### PROBLEM STATEMENT
Reproduce the lines starting with the line containing "Exercise. For every instance of the decorative" and continuing through the line containing "21), (453, 192)]", swapping "decorative object on shelf" for "ornament on shelf". Leave everything else unchanged.

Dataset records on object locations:
** Begin **
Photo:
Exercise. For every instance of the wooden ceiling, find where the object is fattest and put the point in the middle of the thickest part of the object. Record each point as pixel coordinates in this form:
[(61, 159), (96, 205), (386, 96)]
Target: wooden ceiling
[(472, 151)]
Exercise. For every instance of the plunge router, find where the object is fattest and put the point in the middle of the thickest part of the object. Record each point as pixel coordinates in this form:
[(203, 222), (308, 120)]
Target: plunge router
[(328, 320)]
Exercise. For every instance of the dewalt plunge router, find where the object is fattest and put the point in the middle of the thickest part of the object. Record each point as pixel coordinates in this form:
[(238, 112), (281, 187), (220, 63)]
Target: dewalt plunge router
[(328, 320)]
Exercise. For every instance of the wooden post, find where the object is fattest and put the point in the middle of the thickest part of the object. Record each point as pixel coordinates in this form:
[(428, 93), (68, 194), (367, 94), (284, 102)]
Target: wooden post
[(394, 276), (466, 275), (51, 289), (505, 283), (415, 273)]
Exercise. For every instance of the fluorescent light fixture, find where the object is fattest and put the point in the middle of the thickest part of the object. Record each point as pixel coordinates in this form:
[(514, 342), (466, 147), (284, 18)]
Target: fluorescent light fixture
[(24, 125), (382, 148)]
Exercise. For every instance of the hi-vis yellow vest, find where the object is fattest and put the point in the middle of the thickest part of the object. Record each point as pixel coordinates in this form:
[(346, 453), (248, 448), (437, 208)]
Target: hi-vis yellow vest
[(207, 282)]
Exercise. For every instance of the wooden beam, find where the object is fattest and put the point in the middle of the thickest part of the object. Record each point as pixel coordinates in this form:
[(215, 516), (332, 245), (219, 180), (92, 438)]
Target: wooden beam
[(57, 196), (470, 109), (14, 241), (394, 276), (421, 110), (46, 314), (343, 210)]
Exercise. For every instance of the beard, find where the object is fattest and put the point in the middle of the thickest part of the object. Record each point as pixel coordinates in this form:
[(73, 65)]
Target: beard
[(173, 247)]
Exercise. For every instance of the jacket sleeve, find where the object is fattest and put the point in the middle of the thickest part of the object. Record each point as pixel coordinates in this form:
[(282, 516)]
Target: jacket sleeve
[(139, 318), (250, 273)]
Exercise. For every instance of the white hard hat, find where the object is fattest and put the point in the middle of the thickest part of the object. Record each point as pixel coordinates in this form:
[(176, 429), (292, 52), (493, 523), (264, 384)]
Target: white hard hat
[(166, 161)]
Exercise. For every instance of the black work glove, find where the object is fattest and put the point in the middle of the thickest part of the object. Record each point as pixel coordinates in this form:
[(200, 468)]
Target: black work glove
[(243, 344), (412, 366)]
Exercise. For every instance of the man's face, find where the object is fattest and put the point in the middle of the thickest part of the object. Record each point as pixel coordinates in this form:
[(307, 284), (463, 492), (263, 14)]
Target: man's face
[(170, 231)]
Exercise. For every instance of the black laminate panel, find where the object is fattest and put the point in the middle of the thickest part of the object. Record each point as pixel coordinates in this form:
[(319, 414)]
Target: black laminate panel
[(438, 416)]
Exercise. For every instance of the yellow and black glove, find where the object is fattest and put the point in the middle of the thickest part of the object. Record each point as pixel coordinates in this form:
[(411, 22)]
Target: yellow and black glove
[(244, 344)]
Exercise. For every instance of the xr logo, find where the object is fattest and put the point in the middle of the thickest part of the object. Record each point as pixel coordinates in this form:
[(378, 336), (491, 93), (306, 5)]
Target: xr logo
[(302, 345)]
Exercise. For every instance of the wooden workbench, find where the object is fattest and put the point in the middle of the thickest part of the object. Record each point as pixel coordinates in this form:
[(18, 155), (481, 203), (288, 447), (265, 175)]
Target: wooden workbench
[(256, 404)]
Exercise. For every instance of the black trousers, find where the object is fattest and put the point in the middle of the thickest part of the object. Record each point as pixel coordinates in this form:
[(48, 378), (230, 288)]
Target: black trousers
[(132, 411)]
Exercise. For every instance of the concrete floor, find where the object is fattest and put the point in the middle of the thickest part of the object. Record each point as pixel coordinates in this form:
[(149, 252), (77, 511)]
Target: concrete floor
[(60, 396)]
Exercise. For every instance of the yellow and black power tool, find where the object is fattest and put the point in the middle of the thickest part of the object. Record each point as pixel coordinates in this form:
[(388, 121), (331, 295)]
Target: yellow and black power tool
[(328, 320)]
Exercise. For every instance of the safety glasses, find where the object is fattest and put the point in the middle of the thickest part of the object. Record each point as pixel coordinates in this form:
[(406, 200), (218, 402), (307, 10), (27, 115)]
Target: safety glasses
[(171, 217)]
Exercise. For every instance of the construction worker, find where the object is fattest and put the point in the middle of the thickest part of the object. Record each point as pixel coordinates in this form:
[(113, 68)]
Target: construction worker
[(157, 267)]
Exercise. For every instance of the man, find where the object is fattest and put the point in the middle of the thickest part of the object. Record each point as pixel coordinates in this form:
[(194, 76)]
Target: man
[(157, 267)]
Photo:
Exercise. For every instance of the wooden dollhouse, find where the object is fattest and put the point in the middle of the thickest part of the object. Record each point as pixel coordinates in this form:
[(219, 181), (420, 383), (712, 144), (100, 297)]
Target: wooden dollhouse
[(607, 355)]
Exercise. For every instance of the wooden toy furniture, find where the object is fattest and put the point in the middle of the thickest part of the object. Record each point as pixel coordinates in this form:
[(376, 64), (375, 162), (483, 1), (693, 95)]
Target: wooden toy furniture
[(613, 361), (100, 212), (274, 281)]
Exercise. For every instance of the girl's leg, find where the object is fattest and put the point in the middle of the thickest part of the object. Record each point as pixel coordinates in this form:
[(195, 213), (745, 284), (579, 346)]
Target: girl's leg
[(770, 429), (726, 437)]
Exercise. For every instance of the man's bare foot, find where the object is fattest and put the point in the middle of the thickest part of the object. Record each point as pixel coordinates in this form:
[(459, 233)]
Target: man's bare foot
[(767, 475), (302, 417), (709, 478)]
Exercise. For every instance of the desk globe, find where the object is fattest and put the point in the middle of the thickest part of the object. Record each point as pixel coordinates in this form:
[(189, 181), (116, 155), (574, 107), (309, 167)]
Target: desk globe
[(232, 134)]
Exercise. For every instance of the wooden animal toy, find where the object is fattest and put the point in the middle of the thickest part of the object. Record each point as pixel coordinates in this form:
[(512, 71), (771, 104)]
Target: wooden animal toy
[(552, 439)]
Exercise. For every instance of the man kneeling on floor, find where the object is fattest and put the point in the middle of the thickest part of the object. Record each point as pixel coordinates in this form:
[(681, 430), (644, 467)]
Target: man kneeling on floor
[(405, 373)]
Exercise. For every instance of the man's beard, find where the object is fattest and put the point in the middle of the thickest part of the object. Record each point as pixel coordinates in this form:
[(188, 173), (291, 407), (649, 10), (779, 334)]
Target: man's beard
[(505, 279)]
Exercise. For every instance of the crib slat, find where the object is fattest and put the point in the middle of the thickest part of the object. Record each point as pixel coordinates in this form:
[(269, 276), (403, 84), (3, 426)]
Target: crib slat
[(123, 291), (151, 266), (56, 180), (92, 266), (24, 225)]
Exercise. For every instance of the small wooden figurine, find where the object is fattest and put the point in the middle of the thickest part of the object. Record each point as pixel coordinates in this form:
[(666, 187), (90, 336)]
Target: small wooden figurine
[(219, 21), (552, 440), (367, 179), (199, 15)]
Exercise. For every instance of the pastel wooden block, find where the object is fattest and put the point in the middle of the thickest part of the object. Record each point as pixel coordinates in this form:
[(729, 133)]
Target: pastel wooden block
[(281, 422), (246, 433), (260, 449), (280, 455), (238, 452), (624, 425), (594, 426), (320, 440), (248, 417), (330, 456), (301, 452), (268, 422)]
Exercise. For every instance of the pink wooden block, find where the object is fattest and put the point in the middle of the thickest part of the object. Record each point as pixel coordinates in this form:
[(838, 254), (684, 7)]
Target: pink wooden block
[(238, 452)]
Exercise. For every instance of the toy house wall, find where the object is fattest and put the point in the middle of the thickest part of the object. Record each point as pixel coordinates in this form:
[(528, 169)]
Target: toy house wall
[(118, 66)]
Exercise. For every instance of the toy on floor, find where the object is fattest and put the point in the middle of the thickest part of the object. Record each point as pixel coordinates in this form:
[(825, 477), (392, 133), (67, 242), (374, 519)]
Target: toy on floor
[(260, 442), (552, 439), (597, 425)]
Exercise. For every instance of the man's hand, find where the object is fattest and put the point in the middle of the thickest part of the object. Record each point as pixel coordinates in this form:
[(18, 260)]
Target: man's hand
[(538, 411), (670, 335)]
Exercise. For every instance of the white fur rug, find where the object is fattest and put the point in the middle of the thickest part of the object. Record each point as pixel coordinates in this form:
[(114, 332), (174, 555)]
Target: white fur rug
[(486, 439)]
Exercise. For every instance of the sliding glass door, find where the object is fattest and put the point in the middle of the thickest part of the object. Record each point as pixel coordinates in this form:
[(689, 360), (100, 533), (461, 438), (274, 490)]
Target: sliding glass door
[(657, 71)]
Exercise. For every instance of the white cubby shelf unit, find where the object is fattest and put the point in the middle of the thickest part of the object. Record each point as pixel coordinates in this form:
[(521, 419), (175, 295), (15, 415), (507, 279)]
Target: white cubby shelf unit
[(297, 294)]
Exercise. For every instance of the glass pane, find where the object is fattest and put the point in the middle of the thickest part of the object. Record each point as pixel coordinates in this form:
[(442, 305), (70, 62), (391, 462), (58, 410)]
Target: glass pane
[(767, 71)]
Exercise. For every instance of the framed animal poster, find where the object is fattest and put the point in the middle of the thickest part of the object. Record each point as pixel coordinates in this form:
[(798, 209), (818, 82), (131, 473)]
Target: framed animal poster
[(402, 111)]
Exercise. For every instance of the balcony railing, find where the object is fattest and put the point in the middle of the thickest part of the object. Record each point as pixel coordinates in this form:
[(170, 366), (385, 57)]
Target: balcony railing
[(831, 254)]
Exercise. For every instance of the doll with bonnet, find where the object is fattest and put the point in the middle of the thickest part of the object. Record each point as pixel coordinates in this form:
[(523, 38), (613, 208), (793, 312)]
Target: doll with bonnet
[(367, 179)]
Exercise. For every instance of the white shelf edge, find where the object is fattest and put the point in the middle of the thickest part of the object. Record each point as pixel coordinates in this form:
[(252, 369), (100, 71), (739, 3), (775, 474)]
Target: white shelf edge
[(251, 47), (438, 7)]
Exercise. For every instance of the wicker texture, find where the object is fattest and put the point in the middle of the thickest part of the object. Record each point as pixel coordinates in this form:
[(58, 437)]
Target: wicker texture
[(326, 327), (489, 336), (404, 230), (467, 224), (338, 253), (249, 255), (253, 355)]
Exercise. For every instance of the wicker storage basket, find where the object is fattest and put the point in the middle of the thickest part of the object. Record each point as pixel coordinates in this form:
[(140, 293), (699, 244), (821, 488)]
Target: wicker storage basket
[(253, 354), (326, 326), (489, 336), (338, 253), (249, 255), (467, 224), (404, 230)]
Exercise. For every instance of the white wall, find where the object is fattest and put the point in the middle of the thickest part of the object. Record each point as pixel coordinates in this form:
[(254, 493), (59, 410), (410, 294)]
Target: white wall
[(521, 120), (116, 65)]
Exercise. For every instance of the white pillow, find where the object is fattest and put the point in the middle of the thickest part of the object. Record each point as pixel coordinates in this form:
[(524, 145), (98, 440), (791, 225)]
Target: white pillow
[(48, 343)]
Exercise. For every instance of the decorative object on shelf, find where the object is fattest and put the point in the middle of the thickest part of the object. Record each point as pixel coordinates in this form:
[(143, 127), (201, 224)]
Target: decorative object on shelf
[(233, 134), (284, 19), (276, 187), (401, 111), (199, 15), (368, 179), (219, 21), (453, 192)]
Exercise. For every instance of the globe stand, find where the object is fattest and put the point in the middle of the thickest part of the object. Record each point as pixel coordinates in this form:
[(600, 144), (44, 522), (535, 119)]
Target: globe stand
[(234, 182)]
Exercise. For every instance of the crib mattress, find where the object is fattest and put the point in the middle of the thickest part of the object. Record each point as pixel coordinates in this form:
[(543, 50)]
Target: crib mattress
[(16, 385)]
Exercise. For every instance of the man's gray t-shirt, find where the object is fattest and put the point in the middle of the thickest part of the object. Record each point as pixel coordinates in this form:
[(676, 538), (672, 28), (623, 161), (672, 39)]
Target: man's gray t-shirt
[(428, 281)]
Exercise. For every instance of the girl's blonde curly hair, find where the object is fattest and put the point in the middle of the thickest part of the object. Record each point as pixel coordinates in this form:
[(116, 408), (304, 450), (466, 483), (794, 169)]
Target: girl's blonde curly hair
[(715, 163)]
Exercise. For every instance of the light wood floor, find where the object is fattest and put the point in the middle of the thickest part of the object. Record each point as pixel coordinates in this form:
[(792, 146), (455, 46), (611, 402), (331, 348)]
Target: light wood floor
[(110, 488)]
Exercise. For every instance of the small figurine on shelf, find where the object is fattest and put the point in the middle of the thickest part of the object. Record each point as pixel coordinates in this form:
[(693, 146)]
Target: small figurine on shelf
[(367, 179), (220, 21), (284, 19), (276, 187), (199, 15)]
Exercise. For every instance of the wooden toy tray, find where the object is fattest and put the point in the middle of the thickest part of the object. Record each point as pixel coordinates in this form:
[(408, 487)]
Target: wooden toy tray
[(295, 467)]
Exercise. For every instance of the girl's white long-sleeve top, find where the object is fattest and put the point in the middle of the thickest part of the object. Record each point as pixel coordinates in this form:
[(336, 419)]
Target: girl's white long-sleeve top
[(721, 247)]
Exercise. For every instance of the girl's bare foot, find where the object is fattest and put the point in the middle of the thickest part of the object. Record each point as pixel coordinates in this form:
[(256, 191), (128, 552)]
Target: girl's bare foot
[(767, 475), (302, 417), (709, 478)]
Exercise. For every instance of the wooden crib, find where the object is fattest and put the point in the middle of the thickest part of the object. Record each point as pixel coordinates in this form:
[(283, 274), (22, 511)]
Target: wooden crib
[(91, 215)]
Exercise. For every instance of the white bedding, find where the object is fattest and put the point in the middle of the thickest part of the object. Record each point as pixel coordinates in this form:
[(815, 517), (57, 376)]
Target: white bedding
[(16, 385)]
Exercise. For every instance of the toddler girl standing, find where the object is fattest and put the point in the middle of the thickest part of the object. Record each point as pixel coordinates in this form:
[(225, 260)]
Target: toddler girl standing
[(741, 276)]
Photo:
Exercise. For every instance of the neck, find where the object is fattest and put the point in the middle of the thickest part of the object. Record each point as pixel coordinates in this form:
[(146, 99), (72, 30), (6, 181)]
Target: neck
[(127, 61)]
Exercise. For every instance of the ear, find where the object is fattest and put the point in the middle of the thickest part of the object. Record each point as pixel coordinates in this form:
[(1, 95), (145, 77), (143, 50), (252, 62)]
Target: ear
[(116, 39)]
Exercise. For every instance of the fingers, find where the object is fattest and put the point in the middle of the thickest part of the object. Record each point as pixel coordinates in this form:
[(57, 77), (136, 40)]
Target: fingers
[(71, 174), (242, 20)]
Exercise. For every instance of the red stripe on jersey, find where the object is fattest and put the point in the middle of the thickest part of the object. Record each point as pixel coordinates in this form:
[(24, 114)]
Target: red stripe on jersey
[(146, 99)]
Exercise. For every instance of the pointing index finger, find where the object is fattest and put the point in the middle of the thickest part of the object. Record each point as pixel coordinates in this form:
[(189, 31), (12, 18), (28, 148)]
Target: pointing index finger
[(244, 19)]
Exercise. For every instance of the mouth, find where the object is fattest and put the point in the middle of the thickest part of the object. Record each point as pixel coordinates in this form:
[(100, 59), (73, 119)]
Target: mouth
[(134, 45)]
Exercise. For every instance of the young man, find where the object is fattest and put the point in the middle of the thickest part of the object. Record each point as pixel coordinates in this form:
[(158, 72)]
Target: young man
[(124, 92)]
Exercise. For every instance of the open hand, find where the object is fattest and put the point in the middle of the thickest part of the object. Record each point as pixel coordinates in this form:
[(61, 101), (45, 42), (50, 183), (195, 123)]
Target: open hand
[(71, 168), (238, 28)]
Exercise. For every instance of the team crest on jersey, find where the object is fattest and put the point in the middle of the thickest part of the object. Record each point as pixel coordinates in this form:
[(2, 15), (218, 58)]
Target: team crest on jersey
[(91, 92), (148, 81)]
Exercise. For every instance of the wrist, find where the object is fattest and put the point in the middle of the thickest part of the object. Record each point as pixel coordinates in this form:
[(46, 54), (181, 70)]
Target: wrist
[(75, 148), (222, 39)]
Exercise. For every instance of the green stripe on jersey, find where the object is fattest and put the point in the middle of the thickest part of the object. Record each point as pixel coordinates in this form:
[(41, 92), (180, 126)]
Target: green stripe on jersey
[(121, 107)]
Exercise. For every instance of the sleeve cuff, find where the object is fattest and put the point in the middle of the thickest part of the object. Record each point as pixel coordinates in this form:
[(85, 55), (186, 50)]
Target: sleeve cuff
** End **
### SOLUTION TO THIS TASK
Exercise. For every instance of the ornament on shelf, find where the object is fattest and put the point in the middle of the thickest part of the object. Record each point as pixel coordinates in this form:
[(143, 127), (201, 224)]
Target: ornament on shelf
[(233, 134), (284, 19), (276, 187), (401, 111), (199, 15), (368, 179), (219, 21), (453, 192)]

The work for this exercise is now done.